GIVEN INSTRUCTION 1 –
In the records below, take the lines from the start of the records up to and including the line with "<point>1111,253</point>", and write them out again with the requests included. Multiply every point coordinate in the answers by 0.45 and round to whole numbers, halves up, and leave the pictures out.
•••
Milestone 3: Observability Stack Baseline (VM + Loki + Grafana)

Goal: Include a production-grade observability stack with version-controlled provisioning and Cloudlysis dashboard placeholders wired to existing service metrics.

Dependencies

  • Milestone 0 (repo bootstrap)

Exit Criteria

  • Grafana starts with provisioned datasources and dashboards
  • vmagent scrapes platform services and VictoriaMetrics can query ingested series
  • Loki is available for log queries (when logs are enabled)

Tasks

  • 3.1 Add observability deployment assets modeled after UltraBase
    • Grafana provisioning for datasources and dashboards
    • vmagent scrape configs for Cloudlysis services + node/Swarm exporters (where applicable)
    • Loki configuration (and optional promtail)
  • 3.1a Add distributed tracing backend and wiring
    • Tempo (or compatible tracing backend) as a Grafana datasource
    • OTLP receiver path (collector/agent) so platform services can emit traces
    • Grafana Explore is provisioned so operators can jump from logs to traces
    • Require the Gateway to accept and propagate x-correlation-id and traceparent to upstreams, and to include correlation_id and trace_id in request spans/log fields
  • 3.2 Implement the base dashboard set from the PRD
    • Operations overview
    • HTTP detail (Gateway route-level)
    • Logs (Loki)
    • Traces (Tempo)
    • Event bus / JetStream
    • Workers (Runner)
    • Storage (libmdbx + node disk)
    • Cluster / Orchestrator
  • 3.3 Add the chosen production-operability dashboards and document required instrumentation
    • Noisy Neighbor & Tenant Health
    • API Regression & Deployment
    • Storage & Event Bus Bottlenecks
    • Infrastructure Exhaustion
    • Standardize build/version labeling across services for correlation (*_build_info{service,version,git_sha}=1)

Tests

  • T3.1 Grafana provisioning files are syntactically valid
  • T3.2 vmagent config parses and includes all required scrape jobs
  • T3.3 Tempo (or chosen tracing backend) reaches healthy state in the stack smoke test (gated)
  • T3.4 Container startup smoke test (compose or Swarm, gated): Grafana + VictoriaMetrics + Loki reach healthy state

Milestone 4: Tenant + Placement Visibility (Read-Only Ops First)

Goal: Provide safe, read-only visibility into tenant placement and runtime health across Aggregate/Projection/Runner/Gateway, matching existing placement semantics.

Dependencies

  • Milestone 1 (Admin UI foundation)
  • Milestone 2 (Control Plane API foundation)

Exit Criteria

  • Admin UI can list tenants and show current placement per service kind
  • Placement is sourced from the production control-plane substrate (NATS KV) with a development fallback

Tasks

  • 4.1 Implement placement read APIs
    • Read effective placement from NATS KV (and fallback file for development)
    • Match the Gateway routing config model (placement maps + shard directories + revision semantics)
    • Support per-service-kind placement maps (Aggregate, Projection, Runner) using the same naming conventions used elsewhere (aggregate_placement, projection_placement, runner_placement)
  • 4.2 Implement fleet “health snapshot” APIs
    • Query /health, /ready, /metrics from each service endpoint
    • Normalize into a stable UI response shape
  • 4.3 Implement Admin UI pages:
    • Scale & Placement (read-only)
•••
GIVEN INSTRUCTION 2 –
Continue the project milestone plan from its final line.

[Collected data entries]
•••
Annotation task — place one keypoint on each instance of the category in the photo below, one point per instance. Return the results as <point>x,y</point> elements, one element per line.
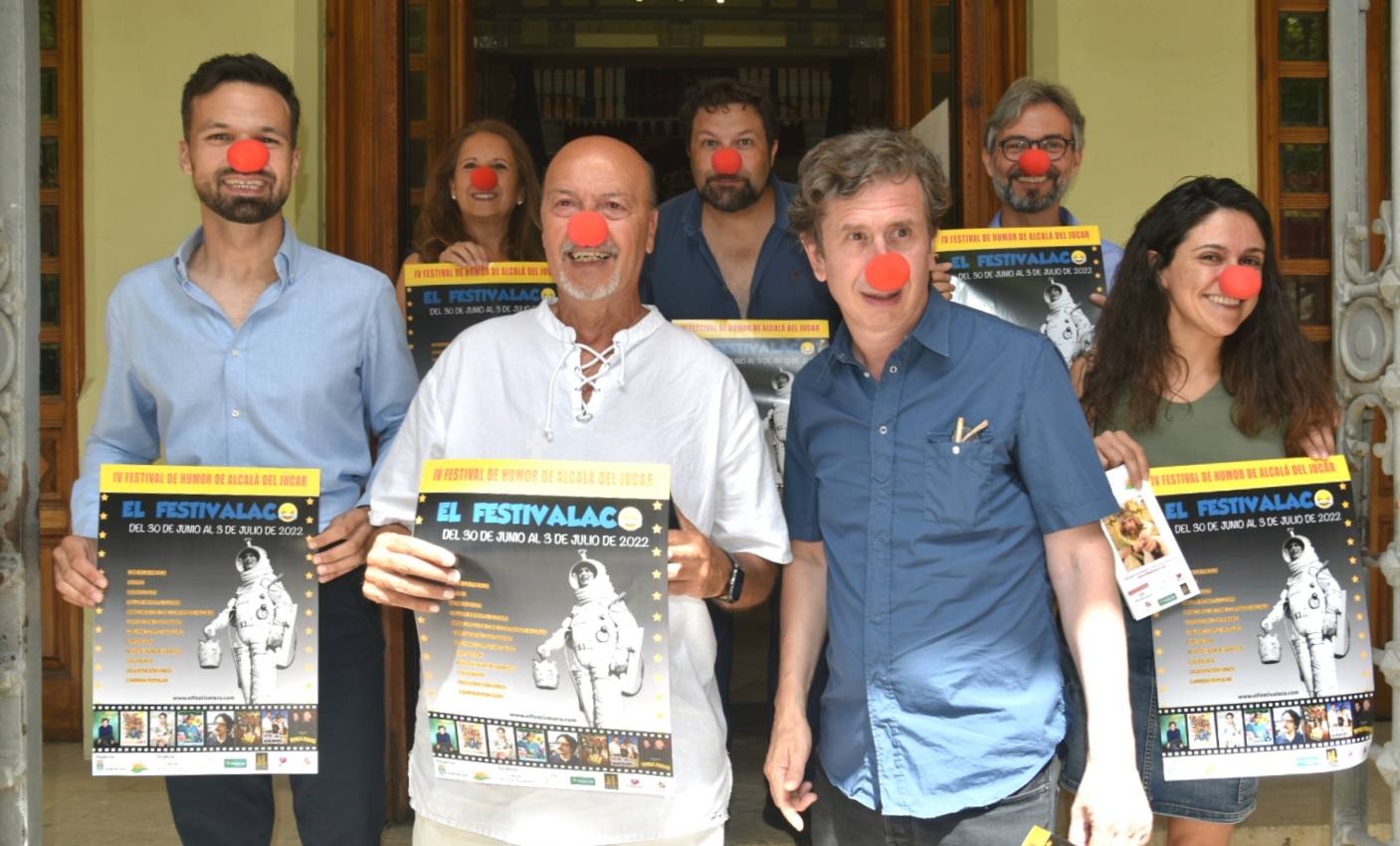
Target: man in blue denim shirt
<point>251,347</point>
<point>942,494</point>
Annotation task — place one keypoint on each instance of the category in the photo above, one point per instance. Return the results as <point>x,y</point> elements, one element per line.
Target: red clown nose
<point>1239,282</point>
<point>248,155</point>
<point>1035,162</point>
<point>888,272</point>
<point>485,178</point>
<point>726,161</point>
<point>587,229</point>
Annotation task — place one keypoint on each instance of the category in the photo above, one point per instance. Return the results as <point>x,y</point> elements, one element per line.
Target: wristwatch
<point>735,578</point>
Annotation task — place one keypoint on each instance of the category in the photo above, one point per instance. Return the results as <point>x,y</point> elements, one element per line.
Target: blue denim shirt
<point>945,688</point>
<point>318,366</point>
<point>682,278</point>
<point>1111,253</point>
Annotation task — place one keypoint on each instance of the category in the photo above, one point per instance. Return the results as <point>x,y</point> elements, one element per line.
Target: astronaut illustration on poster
<point>1313,609</point>
<point>602,640</point>
<point>259,619</point>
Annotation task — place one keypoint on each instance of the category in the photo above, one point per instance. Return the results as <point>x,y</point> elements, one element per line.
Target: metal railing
<point>1366,322</point>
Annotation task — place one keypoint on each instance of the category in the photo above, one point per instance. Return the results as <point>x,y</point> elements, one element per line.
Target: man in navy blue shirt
<point>724,251</point>
<point>942,495</point>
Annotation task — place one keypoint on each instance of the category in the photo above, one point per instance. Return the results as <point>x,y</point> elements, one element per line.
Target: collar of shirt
<point>286,261</point>
<point>931,330</point>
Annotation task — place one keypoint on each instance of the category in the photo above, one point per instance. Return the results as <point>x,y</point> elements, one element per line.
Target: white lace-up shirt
<point>512,388</point>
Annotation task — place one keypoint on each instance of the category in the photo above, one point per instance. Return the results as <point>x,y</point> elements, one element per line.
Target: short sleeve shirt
<point>945,685</point>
•••
REPLY 1 –
Annotation task — place one keypoint on each instance of the category in the photo below, one point per instance. Return the results as <point>x,y</point> elements, one element per line.
Target: man in blue denim shirt
<point>113,156</point>
<point>424,222</point>
Annotation task — place one keypoint on each instance of the category in the photo above, one point per instance. Return the results as <point>x,y</point> elements, one element per line.
Target: red clown nose
<point>558,127</point>
<point>112,70</point>
<point>466,73</point>
<point>400,122</point>
<point>218,80</point>
<point>327,72</point>
<point>264,103</point>
Annotation task — place one keypoint on each instance of the category in the photo above, one point per instance. Return the results as <point>x,y</point> elements, one element per line.
Target: wristwatch
<point>331,260</point>
Annotation task — place one keypoint on each instance of the category in the photo above, one point per instance. Return the results as <point>x,y</point> elements, one element per line.
Target: blue denim shirt
<point>425,310</point>
<point>143,165</point>
<point>307,125</point>
<point>500,114</point>

REPLY 2 –
    • Tenants (read-only with placement summary)
    • Fleet/Topology views (read-only)

Tests

  • T4.1 Placement config parsing and snapshot endpoints work
  • T4.2 KV watcher hot-reload swaps placement atomically
  • T4.3 UI pages render with mocked API responses (component-level tests)

Milestone 5: Safe Mutations (Drain, Migrate, Reload) via Idempotent Jobs

Goal: Implement the first high-impact operational workflows with strict guardrails: tenant drain, placement update, and reload.

Dependencies

  • Milestone 4 (read-only ops)

Exit Criteria

  • All operational mutations are executed as jobs with audit events
  • Every mutation supports preflight planning and clear post-conditions

Tasks

  • 5.1 Implement job orchestration primitives in the API
    • step model, retries, cancellation, timeouts
    • per-tenant locking to avoid concurrent conflicting operations
  • 5.2 Implement drain workflow (per service kind where supported)
    • Runner tenant drain semantics (stop acquiring new work, wait for inflight to converge)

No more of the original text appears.